## SUPPLIED INFORMATION:
***

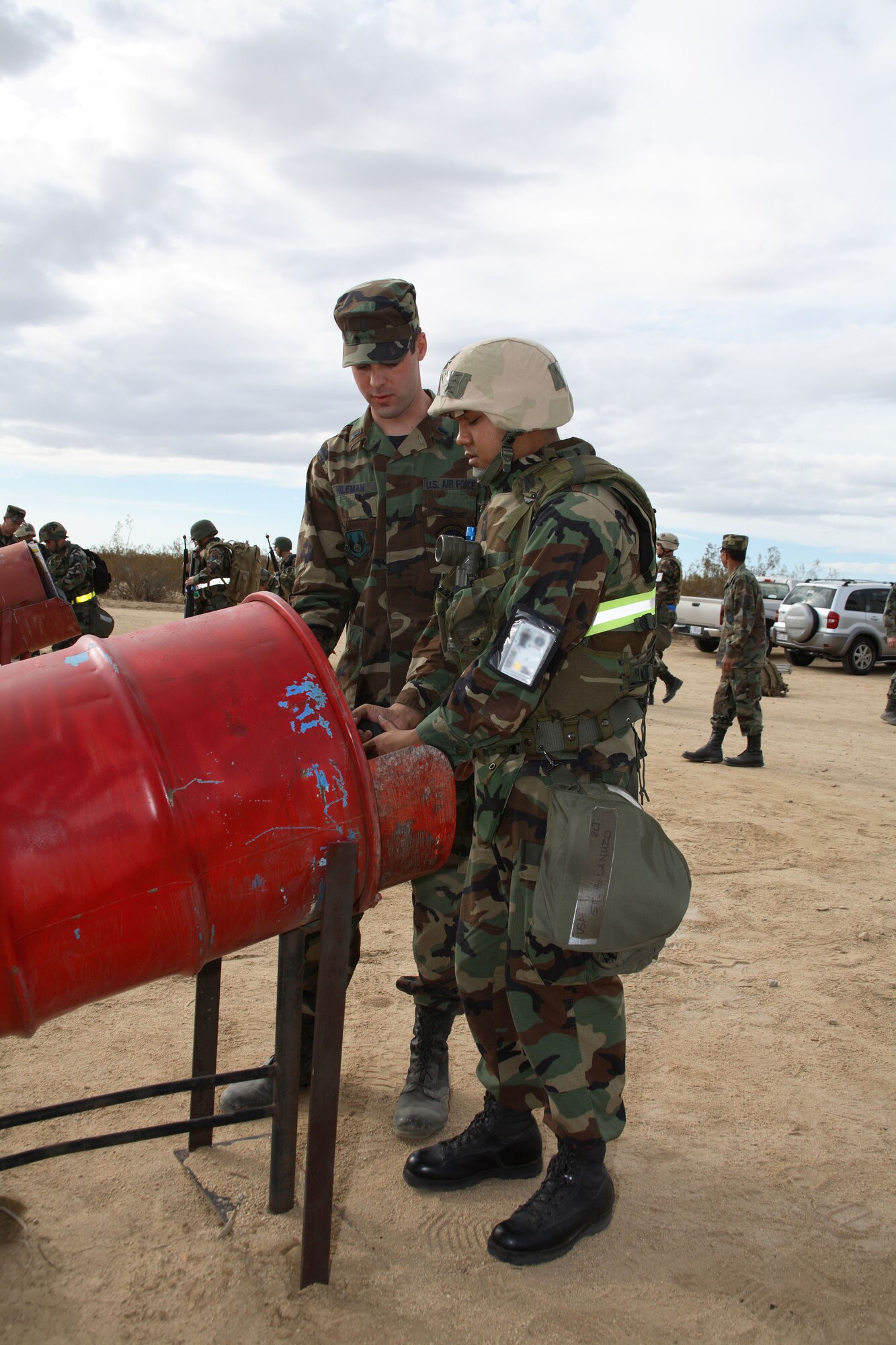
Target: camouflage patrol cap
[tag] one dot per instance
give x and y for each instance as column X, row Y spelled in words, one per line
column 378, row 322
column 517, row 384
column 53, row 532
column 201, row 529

***

## WHAT YOU WILL DO:
Leave the pictures out and reproduce each record exactly as written.

## OUTPUT BELOW:
Target: camouflage patrol cap
[tag] one dot per instance
give x and y for each instance as column X, row Y spelled in words, one per line
column 378, row 322
column 517, row 384
column 53, row 532
column 201, row 529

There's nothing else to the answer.